• **Task to complete**
Rewrite only the entries from the line with "For this drill the class indicates the shirt" to the line with "(653, 1108)", keeping each request line unchanged. Increase every coordinate in the answer points by 4.

(Entries from a point annotation set)

++++++++++++++++++++

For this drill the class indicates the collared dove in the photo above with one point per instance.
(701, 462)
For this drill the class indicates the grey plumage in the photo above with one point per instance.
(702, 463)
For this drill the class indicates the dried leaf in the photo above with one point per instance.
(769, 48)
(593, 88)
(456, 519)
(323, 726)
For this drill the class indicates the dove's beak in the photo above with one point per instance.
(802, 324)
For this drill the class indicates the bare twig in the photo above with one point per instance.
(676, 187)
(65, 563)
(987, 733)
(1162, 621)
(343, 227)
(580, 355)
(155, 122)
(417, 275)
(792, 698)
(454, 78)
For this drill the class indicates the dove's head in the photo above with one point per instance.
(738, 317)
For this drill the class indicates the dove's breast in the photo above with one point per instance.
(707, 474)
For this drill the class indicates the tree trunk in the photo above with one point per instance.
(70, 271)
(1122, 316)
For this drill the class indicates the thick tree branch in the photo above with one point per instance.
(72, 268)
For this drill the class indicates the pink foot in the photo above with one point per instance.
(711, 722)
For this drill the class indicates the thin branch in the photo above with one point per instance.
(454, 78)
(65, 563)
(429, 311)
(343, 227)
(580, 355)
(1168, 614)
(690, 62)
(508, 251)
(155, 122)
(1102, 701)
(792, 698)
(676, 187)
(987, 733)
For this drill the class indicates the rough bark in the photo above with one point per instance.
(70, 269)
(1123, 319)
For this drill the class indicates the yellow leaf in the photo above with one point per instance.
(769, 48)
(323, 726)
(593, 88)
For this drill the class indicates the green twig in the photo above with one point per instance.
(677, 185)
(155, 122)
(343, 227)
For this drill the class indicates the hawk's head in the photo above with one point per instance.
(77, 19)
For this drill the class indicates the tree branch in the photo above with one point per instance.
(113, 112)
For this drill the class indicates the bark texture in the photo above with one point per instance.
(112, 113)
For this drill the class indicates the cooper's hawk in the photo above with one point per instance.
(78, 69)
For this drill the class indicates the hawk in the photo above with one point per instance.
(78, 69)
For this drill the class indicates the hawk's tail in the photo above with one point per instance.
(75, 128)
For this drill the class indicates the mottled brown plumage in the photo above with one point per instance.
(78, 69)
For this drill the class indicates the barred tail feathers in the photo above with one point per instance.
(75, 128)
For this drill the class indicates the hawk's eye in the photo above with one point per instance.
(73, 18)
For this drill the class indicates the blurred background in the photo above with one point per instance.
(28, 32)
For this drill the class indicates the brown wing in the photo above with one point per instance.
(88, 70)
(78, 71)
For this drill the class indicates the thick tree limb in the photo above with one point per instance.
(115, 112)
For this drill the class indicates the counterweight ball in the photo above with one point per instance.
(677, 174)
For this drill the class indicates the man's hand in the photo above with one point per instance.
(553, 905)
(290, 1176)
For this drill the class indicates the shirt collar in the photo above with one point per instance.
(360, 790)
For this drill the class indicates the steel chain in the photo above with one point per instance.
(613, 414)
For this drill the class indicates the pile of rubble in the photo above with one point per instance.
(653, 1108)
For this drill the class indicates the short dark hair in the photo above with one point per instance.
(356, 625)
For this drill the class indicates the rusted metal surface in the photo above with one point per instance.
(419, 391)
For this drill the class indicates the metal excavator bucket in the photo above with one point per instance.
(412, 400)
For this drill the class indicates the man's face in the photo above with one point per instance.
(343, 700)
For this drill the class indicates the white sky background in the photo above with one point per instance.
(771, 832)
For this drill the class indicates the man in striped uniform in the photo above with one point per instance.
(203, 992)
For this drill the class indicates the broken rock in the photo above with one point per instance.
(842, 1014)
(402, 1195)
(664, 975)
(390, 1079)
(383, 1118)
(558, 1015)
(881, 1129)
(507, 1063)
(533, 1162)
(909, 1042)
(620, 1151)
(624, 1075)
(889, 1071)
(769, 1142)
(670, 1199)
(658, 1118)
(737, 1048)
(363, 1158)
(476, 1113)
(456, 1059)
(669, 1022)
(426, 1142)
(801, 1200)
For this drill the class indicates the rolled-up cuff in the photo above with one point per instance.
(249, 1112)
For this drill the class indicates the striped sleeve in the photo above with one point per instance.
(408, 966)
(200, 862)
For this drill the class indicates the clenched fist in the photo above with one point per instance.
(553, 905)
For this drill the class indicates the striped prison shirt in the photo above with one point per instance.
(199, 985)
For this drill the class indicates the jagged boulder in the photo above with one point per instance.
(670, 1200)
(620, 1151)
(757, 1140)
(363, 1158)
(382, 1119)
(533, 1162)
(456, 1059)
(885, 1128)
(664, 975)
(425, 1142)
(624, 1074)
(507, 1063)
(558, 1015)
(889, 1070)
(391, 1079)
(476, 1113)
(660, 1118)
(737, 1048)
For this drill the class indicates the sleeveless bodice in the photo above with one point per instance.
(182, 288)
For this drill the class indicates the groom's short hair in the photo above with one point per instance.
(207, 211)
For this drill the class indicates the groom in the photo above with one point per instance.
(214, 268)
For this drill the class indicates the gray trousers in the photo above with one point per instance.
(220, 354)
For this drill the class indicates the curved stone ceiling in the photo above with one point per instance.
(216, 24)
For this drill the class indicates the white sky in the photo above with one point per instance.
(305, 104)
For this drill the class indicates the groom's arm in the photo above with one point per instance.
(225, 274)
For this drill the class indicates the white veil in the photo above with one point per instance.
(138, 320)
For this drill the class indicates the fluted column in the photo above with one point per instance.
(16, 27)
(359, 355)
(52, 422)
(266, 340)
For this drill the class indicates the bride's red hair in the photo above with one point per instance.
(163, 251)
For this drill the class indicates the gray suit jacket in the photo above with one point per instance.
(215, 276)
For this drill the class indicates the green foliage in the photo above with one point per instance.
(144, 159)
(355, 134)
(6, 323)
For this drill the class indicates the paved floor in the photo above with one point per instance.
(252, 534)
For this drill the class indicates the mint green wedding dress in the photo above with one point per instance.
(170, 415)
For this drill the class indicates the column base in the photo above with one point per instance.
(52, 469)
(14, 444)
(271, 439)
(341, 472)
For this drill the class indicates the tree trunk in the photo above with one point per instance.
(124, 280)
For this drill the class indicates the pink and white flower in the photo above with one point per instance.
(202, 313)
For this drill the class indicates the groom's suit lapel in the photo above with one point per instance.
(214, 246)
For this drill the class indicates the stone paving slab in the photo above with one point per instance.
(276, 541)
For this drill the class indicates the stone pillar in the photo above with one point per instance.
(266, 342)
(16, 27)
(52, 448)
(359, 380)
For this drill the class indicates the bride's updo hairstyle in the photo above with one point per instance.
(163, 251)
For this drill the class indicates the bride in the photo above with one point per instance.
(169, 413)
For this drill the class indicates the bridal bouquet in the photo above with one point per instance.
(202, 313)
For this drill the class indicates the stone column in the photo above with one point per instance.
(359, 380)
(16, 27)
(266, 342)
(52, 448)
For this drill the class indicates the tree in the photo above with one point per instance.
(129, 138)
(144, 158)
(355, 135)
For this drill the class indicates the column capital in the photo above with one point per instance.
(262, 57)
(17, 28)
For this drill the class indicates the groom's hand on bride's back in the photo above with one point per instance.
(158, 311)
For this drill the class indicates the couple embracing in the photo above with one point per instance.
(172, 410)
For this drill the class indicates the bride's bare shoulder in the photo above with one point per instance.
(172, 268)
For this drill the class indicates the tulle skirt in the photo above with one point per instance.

++++++++++++++++++++

• **Task result**
For this drill the class indicates the shirt collar in the photo above with one point per instance.
(364, 794)
For this drill the class indicates the steel chain in the photo above with one point per instance.
(617, 418)
For this drill the class indicates the pile of rubble in the photo above with one point per instance.
(657, 1112)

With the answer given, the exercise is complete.